EXERCISE INPUTS:

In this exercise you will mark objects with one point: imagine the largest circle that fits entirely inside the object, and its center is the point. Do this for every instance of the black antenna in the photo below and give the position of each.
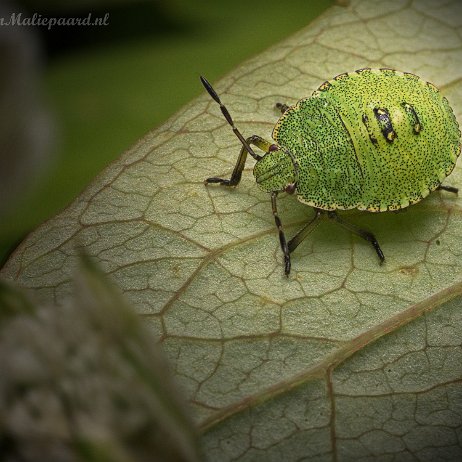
(228, 117)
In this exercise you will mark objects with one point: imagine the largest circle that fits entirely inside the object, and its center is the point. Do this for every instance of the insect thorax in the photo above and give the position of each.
(275, 171)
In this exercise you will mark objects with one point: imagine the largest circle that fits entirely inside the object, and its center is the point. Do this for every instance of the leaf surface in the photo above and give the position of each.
(345, 359)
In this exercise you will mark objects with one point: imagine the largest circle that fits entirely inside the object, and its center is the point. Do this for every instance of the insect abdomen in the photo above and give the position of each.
(403, 133)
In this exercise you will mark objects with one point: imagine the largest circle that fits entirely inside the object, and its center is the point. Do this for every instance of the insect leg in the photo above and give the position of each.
(367, 235)
(448, 188)
(282, 237)
(282, 107)
(295, 241)
(239, 167)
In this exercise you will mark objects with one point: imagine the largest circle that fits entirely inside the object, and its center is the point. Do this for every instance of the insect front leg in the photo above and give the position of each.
(239, 167)
(366, 235)
(282, 237)
(307, 229)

PROBLEM STATEMENT: Rewrite the data above as a numbered list, starting at the line that contains "the insect abdomen" and ending at the final line of the data, with both of those lines included. Leave out any blank lines.

EXERCISE ANSWER:
1. In this exercise you will mark objects with one point: imagine the largest circle that fits entirely inside the object, and its center is the point. Do this for every instance of the insect abdomen in the photo above and give the position of each.
2. (403, 133)
3. In this exercise you will mark objects with one point: imagine the largest circle that fits entirely inside the object, and its center is the point. Do this for every instance of the insect leg in the photo above and give the position of each.
4. (367, 235)
5. (448, 188)
6. (282, 237)
7. (282, 107)
8. (295, 241)
9. (239, 167)
10. In this exercise you will mark objects with one point: imagine the largest circle that fits entirely inside the object, and its center is the point. Do this for every instance of the insect front leg in the photo above and give the position of each.
11. (239, 167)
12. (366, 235)
13. (282, 237)
14. (307, 229)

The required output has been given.